**Source passage**
(begin)

This is a nice and simple implementation, but it doesn't give us any mechanism to execute asynchronous I/O. For that, we need a version of thread::park that listens to I/O handles, and wakes up whenever one is ready to be executed. Thankfully, Linux offers such functionality with the epoll system calls!

Single-threaded, asynchronous I/O

The way epoll works is through epoll instances created via epoll_create, and this instances can begin and stop listening for file descriptor readynes via epoll_ctl, and wait for I/O events via epoll_wait.

Thus, we could create a rustified epoll struct as such.

// We'll use the libc crate to get access to the epoll functions.
extern crate libc;

use std::os::fd::OwnedFd;
use std::cell::{Cell, UnsafeCell};

pub struct Epoll {
    // epoll handles are nothing more than file descriptors
    fd: OwnedFd,
    size: Cell<usize>,
    sink: UnsafeCell<Vec<libc::epoll_event>>
}

impl Epoll {
    pub fn new() -> std::io::Result<Self> {
        // `epoll_create1` is a more generic version of `epoll_create`
        // that allows providing flags when creating an instance.
        let fd = unsafe { err_handle(libc::epoll_create1(libc::EPOLL_CLOEXEC))? };

        return Ok(Self {
            fd: unsafe { OwnedFd::from_raw_fd(fd) },
            size: Cell::new(0),
            sink: UnsafeCell::new(Vec::new())

(end)

**Set exercise 1**
Reproduce the listing below, beginning at its first line and stopping after the line that contains "point(185, 108)". Leave the pictures out of your copy.

**Given data**
(begin)

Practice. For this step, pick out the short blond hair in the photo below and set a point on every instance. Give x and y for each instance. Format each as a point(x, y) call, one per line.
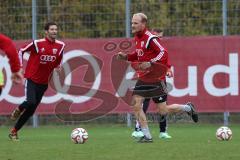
point(142, 15)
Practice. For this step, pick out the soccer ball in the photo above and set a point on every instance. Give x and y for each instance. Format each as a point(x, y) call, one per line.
point(224, 133)
point(79, 136)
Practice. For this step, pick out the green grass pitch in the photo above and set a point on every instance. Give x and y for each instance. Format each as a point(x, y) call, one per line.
point(113, 142)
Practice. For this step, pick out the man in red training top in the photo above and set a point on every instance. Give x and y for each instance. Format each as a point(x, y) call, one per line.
point(149, 53)
point(45, 55)
point(9, 48)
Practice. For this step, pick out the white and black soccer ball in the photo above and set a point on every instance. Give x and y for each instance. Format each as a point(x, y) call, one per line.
point(79, 135)
point(224, 133)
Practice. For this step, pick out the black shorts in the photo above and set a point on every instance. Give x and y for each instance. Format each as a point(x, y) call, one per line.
point(157, 90)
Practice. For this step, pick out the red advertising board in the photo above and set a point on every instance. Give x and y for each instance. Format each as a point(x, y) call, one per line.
point(206, 72)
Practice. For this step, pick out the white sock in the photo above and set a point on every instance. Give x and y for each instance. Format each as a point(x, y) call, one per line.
point(147, 133)
point(185, 108)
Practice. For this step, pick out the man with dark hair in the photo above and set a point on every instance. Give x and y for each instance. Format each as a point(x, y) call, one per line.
point(10, 50)
point(148, 55)
point(45, 55)
point(162, 119)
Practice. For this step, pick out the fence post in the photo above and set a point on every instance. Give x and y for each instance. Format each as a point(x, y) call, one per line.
point(224, 23)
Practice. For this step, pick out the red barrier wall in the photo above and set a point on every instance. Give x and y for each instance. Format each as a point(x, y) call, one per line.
point(206, 72)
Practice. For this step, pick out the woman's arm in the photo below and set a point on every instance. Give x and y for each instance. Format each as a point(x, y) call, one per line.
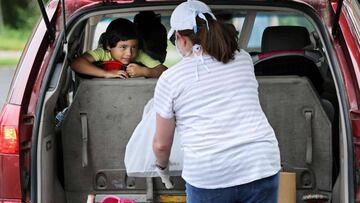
point(163, 139)
point(136, 70)
point(83, 64)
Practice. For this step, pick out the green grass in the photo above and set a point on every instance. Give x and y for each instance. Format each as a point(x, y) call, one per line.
point(13, 40)
point(8, 62)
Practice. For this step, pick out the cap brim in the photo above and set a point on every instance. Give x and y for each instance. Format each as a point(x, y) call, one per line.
point(171, 32)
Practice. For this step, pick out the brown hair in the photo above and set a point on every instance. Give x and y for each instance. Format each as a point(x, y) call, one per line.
point(220, 41)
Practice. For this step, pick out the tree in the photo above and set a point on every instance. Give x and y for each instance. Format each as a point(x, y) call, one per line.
point(1, 18)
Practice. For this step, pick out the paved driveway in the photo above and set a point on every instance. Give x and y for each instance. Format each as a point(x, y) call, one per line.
point(6, 74)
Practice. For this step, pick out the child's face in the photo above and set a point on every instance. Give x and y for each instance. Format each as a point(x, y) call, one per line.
point(125, 51)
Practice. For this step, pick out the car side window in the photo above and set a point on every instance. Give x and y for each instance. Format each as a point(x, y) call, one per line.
point(266, 19)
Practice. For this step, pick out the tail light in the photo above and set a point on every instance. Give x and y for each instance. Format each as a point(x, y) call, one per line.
point(9, 140)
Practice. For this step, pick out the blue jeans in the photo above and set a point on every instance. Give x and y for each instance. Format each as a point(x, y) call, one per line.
point(262, 191)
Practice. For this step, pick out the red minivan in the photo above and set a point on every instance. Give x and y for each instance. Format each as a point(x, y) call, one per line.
point(63, 137)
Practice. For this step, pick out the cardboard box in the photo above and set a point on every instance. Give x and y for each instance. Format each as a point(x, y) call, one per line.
point(287, 187)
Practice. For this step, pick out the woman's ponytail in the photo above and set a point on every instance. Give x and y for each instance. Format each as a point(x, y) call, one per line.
point(220, 40)
point(217, 39)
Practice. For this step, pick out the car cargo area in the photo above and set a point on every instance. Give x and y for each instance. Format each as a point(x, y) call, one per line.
point(86, 123)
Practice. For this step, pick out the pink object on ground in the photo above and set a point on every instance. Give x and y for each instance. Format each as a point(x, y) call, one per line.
point(115, 199)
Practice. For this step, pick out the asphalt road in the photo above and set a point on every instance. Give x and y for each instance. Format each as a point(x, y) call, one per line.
point(6, 75)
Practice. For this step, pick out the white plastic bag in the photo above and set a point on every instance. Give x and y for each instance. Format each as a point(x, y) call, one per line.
point(139, 156)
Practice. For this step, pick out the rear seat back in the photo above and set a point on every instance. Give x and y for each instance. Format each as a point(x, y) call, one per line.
point(96, 129)
point(104, 114)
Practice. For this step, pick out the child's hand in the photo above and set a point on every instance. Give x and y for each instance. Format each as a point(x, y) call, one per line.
point(116, 74)
point(135, 70)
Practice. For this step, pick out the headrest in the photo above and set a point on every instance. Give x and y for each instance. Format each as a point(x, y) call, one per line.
point(285, 38)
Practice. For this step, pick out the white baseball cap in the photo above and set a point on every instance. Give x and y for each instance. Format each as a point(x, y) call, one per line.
point(184, 16)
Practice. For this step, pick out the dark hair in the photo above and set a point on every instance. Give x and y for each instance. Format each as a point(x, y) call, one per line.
point(152, 34)
point(220, 41)
point(120, 29)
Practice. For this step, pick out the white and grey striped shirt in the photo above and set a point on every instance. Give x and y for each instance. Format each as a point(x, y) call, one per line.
point(225, 135)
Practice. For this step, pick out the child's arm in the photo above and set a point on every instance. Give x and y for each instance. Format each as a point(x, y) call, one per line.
point(83, 64)
point(136, 70)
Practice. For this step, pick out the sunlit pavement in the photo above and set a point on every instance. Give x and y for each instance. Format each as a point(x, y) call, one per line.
point(6, 74)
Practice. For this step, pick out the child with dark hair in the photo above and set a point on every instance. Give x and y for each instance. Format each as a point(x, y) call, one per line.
point(119, 43)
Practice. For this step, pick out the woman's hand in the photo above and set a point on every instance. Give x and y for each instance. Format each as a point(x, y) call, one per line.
point(135, 70)
point(116, 74)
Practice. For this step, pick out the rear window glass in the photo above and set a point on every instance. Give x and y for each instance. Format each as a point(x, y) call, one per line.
point(237, 18)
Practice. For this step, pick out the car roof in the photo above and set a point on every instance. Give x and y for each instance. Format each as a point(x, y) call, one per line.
point(74, 5)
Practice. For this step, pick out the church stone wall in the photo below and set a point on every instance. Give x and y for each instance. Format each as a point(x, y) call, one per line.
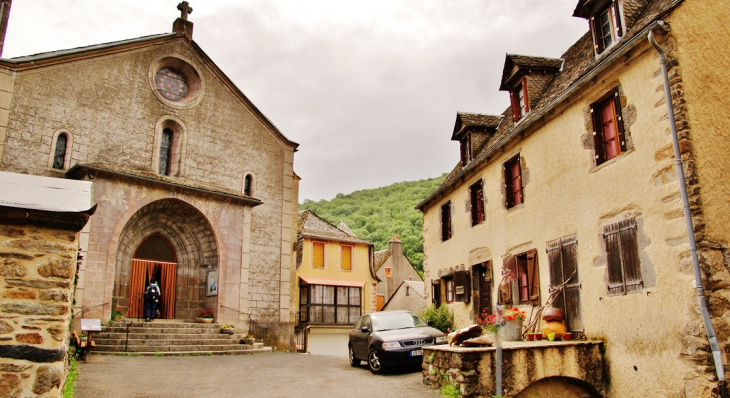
point(37, 267)
point(105, 102)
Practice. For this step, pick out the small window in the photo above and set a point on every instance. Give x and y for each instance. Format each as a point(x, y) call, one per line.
point(446, 231)
point(165, 151)
point(521, 283)
point(436, 292)
point(59, 154)
point(466, 154)
point(608, 128)
point(520, 104)
point(248, 185)
point(476, 193)
point(513, 182)
point(606, 26)
point(318, 254)
point(450, 294)
point(346, 258)
point(624, 270)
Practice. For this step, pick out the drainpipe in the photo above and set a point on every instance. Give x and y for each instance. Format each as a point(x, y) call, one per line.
point(711, 336)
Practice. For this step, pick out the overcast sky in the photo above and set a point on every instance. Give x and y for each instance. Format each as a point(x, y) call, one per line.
point(368, 88)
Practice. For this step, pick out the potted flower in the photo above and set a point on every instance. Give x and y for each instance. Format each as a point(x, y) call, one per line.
point(205, 316)
point(513, 319)
point(117, 315)
point(248, 339)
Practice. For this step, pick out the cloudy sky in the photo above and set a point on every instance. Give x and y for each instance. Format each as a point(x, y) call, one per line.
point(369, 89)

(end)

**Set exercise 2**
Proceed with the Rust epoll passage from the point where it stops.

**Output 1**
Practice. For this step, pick out the short blond hair in the photo below and set a point on every instance. Give x and y for each instance. Format each as a point(x, y) call, one per line.
point(142, 15)
Practice. For this step, pick out the soccer ball in the photo above and set a point on every instance. Give x and y for each instance. Format each as a point(x, y) call, one per line.
point(224, 133)
point(79, 136)
Practice. For this step, pick out the green grass pitch in the photo above and set a point on every instance. Give x and y for each instance. Format each as a point(x, y) call, one per line.
point(113, 142)
Practice. For this step, pick out the man in red training top in the photo above and set a point on every instance. Give x and y for each instance. Format each as a point(x, y) call, one per line.
point(149, 53)
point(45, 55)
point(9, 48)
Practice. For this step, pick out the white and black soccer ball in the photo above and set a point on every instance. Give x and y for each instance. Format each as a point(x, y) call, one per line.
point(79, 135)
point(224, 133)
Practice. For this step, pick out the black shorts in the photo above and set a point on every instance. Give x and y for each instance. Format each as a point(x, y) call, one per line.
point(157, 90)
Practice. For this step, pick out the red advertising board in the photo above and set a point on every instance. Give x and y for each instance. Format each as a point(x, y) call, one per line.
point(206, 72)
Practice. For this step, pick out the white sock in the photo above and set a point on every instance. Give x and y for each instance. Format each as a point(x, y) call, one per line.
point(147, 133)
point(185, 108)

**Output 2**
        });
    }

    pub fn wait(&self) -> std::io::Result<()> {
        let size = self.size.get();

        // This is safe, since no other thread will access this sink, and by the time we
        // exit this function, no mutable references to the sink will exist.
        let sink: &mut Vec<libc::epoll_event> = unsafe { &mut *self.sink.get() };
        sink.reserve(size);

        let res = unsafe {
            loop {
                match err_handle(libc::epoll_wait(
                    self.fd.as_raw_fd(),
                    sink.as_mut_ptr(), // pointer to memory that will hold the event results
                    size as i32, // max amount of events that we can handle
                    // a negative timeout equals no timeout
                    // (wait indefinetively until something happens)
                    -1,
                )) {
                    Ok(x) => break x,
                    Err(ref e) if e.kind() == ErrorKind::Interrupted => continue,
                    Err(e) => return Err(e),
                }
            }
        };

        // `epoll_wait` returns the # of events that have succeded
        unsafe { sink.set_len(res as usize) };

        // TODO handle epoll events
        ...

        return std::io::Result::Ok(());
    }
}

fn err_handle(err: libc::c_int) -> std::io::Result<libc::c_int> {
    if err == -1 {
        return Err(std::io::Error::last_os_error());
    }
    return Ok(err);
}

And with this, we can create our future runner.

pub struct Runner {
    epoll: Epoll,
}

impl Runner {
    pub fn new() -> std::io::Result<Self> {
        return Ok(Self {
            epoll: Epoll::new()?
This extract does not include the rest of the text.